[DOCUMENT]:

* * * * * * * * *

XML binary I/O (was Re: tsearch refactorings)

From

"Heikki Linnakangas"

Date:

07 September 2007, 11:03:37

Heikki Linnakangas wrote:
> BTW, the encoding of the XML datatype looks pretty funky. xml_recv first
> reads the xml string with pq_getmsgtext, which applies a client->server
> conversion. Then the xml declaration is parsed, extracting the encoding
> attribute. Then the string is converted again from that encoding (or
> UTF-8 if none was specified) to server encoding. I don't understand how
> it's supposed to work, but ISTM there's one conversion too much,

And it's got an unfortunate typo in it as well: it calls "free(result)"
instead of pfree. I think we need regression tests for the more complex
send/recv functions...

What's the difference between text and binary mode for something like
xml anyway? Could we just call the text format in/out functions and be
done with it?

--
  Heikki Linnakangas
  EnterpriseDB   http://www.enterprisedb.com

Re: tsearch refactorings

From

Teodor Sigaev

Date:

07 September 2007, 14:41:36

> BTW, Teodor, are you intending to review/apply Heikki's tsearch fixes,
> or do you want someone else to do it?

* * * * * * * * *

[DATASET SECTION]:
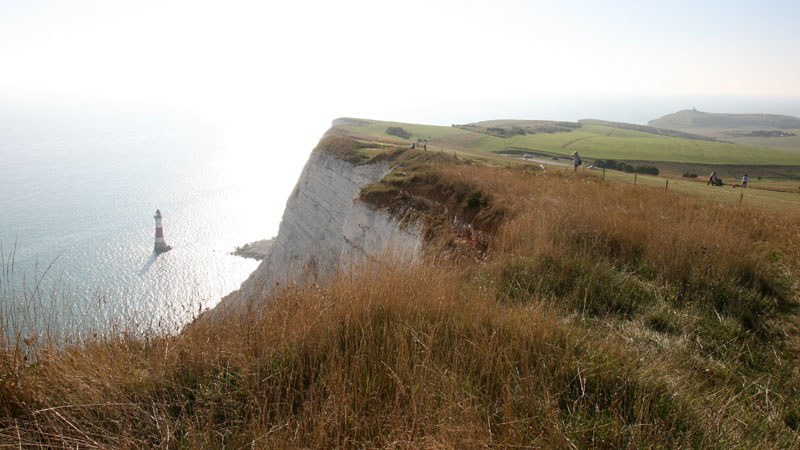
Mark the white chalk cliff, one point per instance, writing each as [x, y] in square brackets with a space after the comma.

* * * * * * * * *

[GOAL A]: In the mailing list thread, which function does xml_recv first use to read the xml string?
[GOAL B]: Please print everything in the mailing list thread from "Teodor Sigaev" down to "else to do it?".

[EXPECTED OUTPUT A]: pq_getmsgtext

[EXPECTED OUTPUT B]:
Teodor Sigaev

Date:

07 September 2007, 14:41:36

> BTW, Teodor, are you intending to review/apply Heikki's tsearch fixes,
> or do you want someone else to do it?